* _Required tasks_
A: Reproduce the passage on assertiveness and boundaries from "Stand your ground" up to and including "them work together.".
B: Please pick up the passage on assertiveness and boundaries after its last sentence and carry it on.

* _Reading text_
*** Begin section ***

The “gift” of resentment is that it can let us know there may be a place we need to set boundaries.
Stand your ground
Don’t apologize for things that don’t warrant an apology (“Sorry to bother you, but…”)
Bring body language into alignment with words.
I know what you mean when you say reading this at a different time in your journey would have been triggering. I don't know how I would have digested this 2 years ago. At this point, however, it felt incredibly validating to me to see how attachment, assertiveness, shame, boundaries... all of them work together.
What I see her explaining is not that all relationships will be mutually healthy, but that we need to be assertive regardless. In fact, the more unhealthy the relationship, the more we need assertiveness.
I'm going to share my notes on her definition of "Doormat" before answering your #1 below:
Doormat: “Run over” by others or own emotions. Doesn’t want to disappoint anyone. Though she likely genuinely cares about others, her people-pleasing behavior may actually be an attempt to feel validated, reassured and loved. She may become easily frustrated and have a difficult time setting emotional boundaries. May not be able to clearly identify and articulate her feelings, thoughts, needs or wants; or she may choose to not assert them at all for fear of rejection, shame, or a threat to the relationship. She has learned to survive by “lying down” and allowing other people to make decisions for her.

*** End section ***

* _Stored data_
*** Begin section ***

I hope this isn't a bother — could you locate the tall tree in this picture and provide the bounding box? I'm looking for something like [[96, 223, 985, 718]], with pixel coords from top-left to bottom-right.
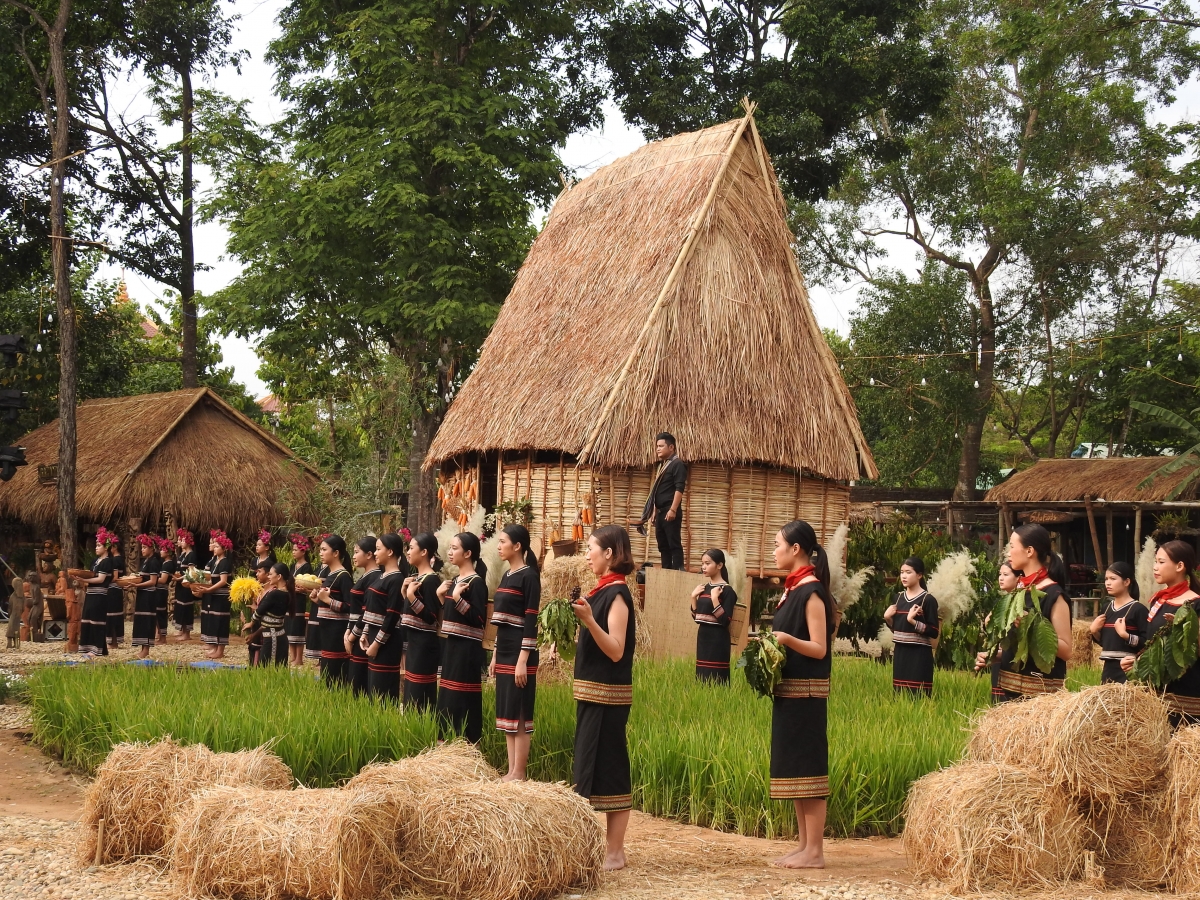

*** End section ***

* _Answers_
A:
Stand your ground
Don’t apologize for things that don’t warrant an apology (“Sorry to bother you, but…”)
Bring body language into alignment with words.
I know what you mean when you say reading this at a different time in your journey would have been triggering. I don't know how I would have digested this 2 years ago. At this point, however, it felt incredibly validating to me to see how attachment, assertiveness, shame, boundaries... all of them work together.

B:
A hidden payoff for the Doormat stance is the ability to blame others for negative things in your life, because they have the power and have made decisions you didn’t make.
The Doormat stance of communication is often used when you’re too overwhelmed by emotions (anxious attachment) or you’re disconnected or cut off from your emotions (avoidant attachment).
Anxiously attached individuals will tend to overaccommodate in order to maintain the relationship; they may avoid rejection by making another person happy.
Avoidantly attached individuals typically placate another person in order to not get too close to their own or others’ vulnerable emotions; they also tend to resign, give up, or care less.
The Doormat stance lets others have it their way in order to avoid conflict and minimize experiencing uncomfortable emotions.
The Doormat stance feels passive and weak.
To answer your questions,
1. I have found it difficult to have boundaries for anyone, regardless of their personality style. For me with aggressors, it's easier to see them as having unhealthy behavior but more challenging for me to understand that a doormat stance may be passive but is still unhealthy and toxic in its own ways. Plus, I'm a fixer, so I want to fix the problems a doormat-style person complains about.
In my family also, women were either doormats or swords. I was "mothered" by a sword who was "mothered" by a doormat. Neither is healthy.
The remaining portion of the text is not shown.